• _Brano di testo_:

┌────────

Per noi
occidentali è praticamente impossibile accettare letteralmente le idee
orientali sulla reincarnazione. L’ipotesi che ci sia un’anima che si reincarna
da una vita all’altra, in assenza di prove, rimane puramente teorica.
Perfino il
buddhismo accetta questa idea, ma lo fa con contrarietà. Il problema del
buddhista, infatti, non è rinascere da una vita all’altra, ma smettere
completamente di rinascere e liberarsi definitivamente. Verso che cosa? Nessuno
può rispondere razionalmente. Il Buddha diceva che questo stato di nirvana, di
estinzione, non era un nulla, ma pur sempre qualcosa. Comunque qualcosa che non
è concepibile ora con questa nostra mente.
Ritorniamo
quindi nel campo delle teorie.
Noi siamo
ben ancorati al nostro io attuale, e siamo convinti che non rinasceremo.
Tutt’al più crediamo vagamente ad un’altra vita, che si fonderebbe comunque
sulla conservazione del senso dell’identità. Viviamo e lottiamo con questo
nostro io e abbiamo una chiara sensazione di avere un’identità, bella o brutta
che sia.
Siamo
convinti che, anche in caso di reincarnazione, il fatto di non ricordarci le
identità precedenti, invalidi ogni utilità, ogni credibilità.
Qualcosa
però possiamo accettare. È evidente che qualcuno ci ha dato la vita: sono i
nostri antenati, che indubbiamente ci hanno trasmesso qualcosa, non solo un
patrimonio genetico, ma anche un insieme di doti psicologiche e intellettuali.

└────────

Voci tratte da una raccolta di dati
┌────────

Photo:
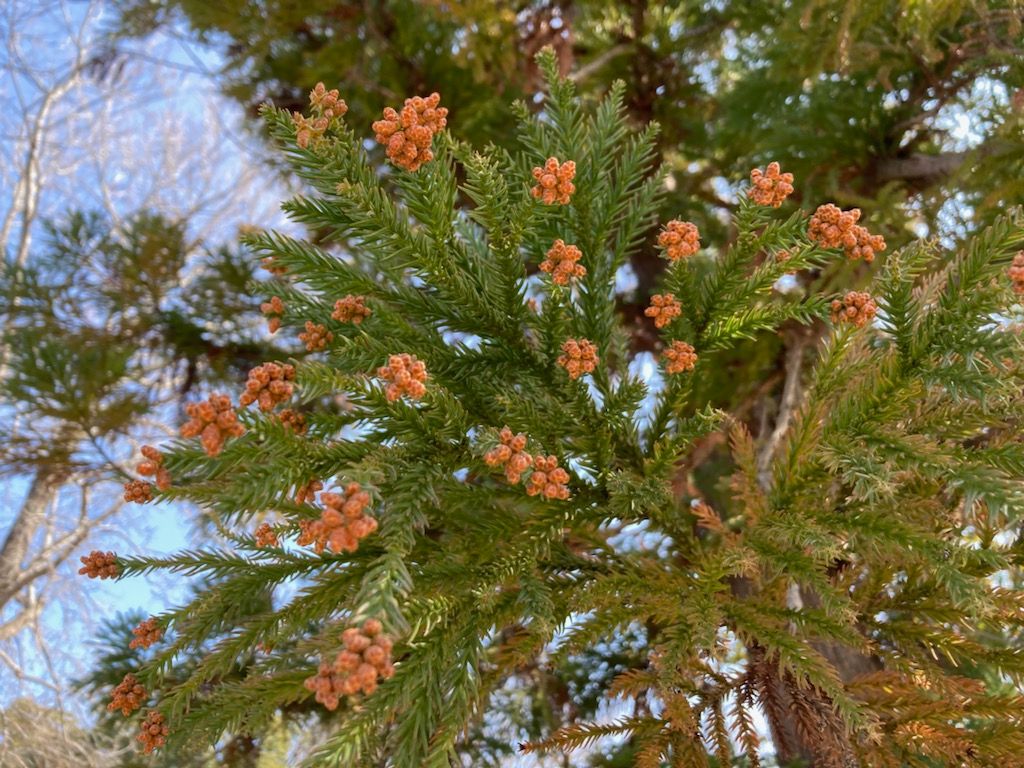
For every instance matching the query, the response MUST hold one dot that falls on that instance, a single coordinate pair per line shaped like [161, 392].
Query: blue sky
[158, 135]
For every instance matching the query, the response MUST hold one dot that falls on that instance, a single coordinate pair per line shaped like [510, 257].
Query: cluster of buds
[561, 263]
[770, 187]
[366, 659]
[342, 523]
[579, 357]
[679, 240]
[407, 135]
[293, 421]
[270, 264]
[548, 479]
[554, 181]
[351, 309]
[857, 307]
[265, 536]
[128, 695]
[833, 227]
[664, 308]
[268, 385]
[154, 467]
[99, 565]
[1016, 272]
[147, 633]
[213, 421]
[274, 310]
[781, 257]
[138, 492]
[510, 454]
[404, 375]
[307, 493]
[153, 731]
[315, 337]
[326, 108]
[681, 357]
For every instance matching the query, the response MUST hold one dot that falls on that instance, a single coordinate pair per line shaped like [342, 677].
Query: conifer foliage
[488, 452]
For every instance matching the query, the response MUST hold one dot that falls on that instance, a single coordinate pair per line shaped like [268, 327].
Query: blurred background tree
[117, 300]
[912, 111]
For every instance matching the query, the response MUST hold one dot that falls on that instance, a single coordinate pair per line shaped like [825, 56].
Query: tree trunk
[28, 521]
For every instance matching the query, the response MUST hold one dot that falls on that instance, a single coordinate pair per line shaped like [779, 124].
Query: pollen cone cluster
[99, 565]
[857, 307]
[128, 695]
[407, 135]
[771, 186]
[554, 181]
[342, 523]
[579, 356]
[681, 357]
[269, 385]
[679, 240]
[213, 422]
[404, 375]
[547, 478]
[153, 731]
[146, 633]
[154, 467]
[832, 227]
[664, 308]
[351, 309]
[137, 492]
[366, 660]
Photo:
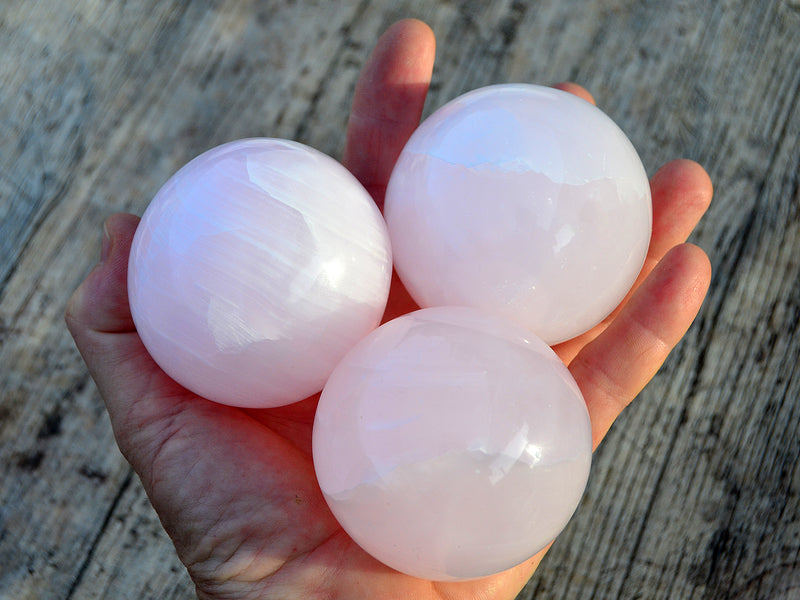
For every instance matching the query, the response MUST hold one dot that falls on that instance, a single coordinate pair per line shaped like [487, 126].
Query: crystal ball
[255, 268]
[451, 444]
[525, 201]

└────────

• _Cosa fare_:
a) Riporta parola per parola il tratto del brano sulla reincarnazione che comincia dalle parole "Tutt’al più crediamo" e si chiude con le parole "psicologiche e intellettuali.".
b) Porta avanti il brano sulla reincarnazione dal punto in cui si ferma.

• _Risultati per compito_:
a)
Tutt’al più crediamo vagamente ad un’altra vita, che si fonderebbe comunque
sulla conservazione del senso dell’identità. Viviamo e lottiamo con questo
nostro io e abbiamo una chiara sensazione di avere un’identità, bella o brutta
che sia.
Siamo
convinti che, anche in caso di reincarnazione, il fatto di non ricordarci le
identità precedenti, invalidi ogni utilità, ogni credibilità.
Qualcosa
però possiamo accettare. È evidente che qualcuno ci ha dato la vita: sono i
nostri antenati, che indubbiamente ci hanno trasmesso qualcosa, non solo un
patrimonio genetico, ma anche un insieme di doti psicologiche e intellettuali.

b)
Sappiamo di non essere nati dal nulla, ma da una catena ininterrotta di predecessori.
Loro ci hanno consegnato l’io e noi a nostra volta lo trasmetteremo ai nostri
successori. Ma l’io, di per sé, non sarà più lo stesso; sarà un altro, pur in
una certa continuità. Sarà un individuo unico.
Resta la
constatazione che siamo tutti imparentati, che siamo tutti variazioni di un sé
che sembra avere una stessa origine. Quello che dunque è importante non è il
fatto di essere o non essere reincarnazioni di qualcuno (in un certo senso lo
siamo e non lo siamo), ma come riusciremo a raccogliere il testimone, a
rielaborarlo, a migliorarlo e a trasmetterlo ad altri o ad un altro noi stesso.
Ciò che conta è cosa facciamo ora e qui, in questo presente.
Tutto il
resto è materia di riflessioni, di illazioni, di sensazioni, di fedi.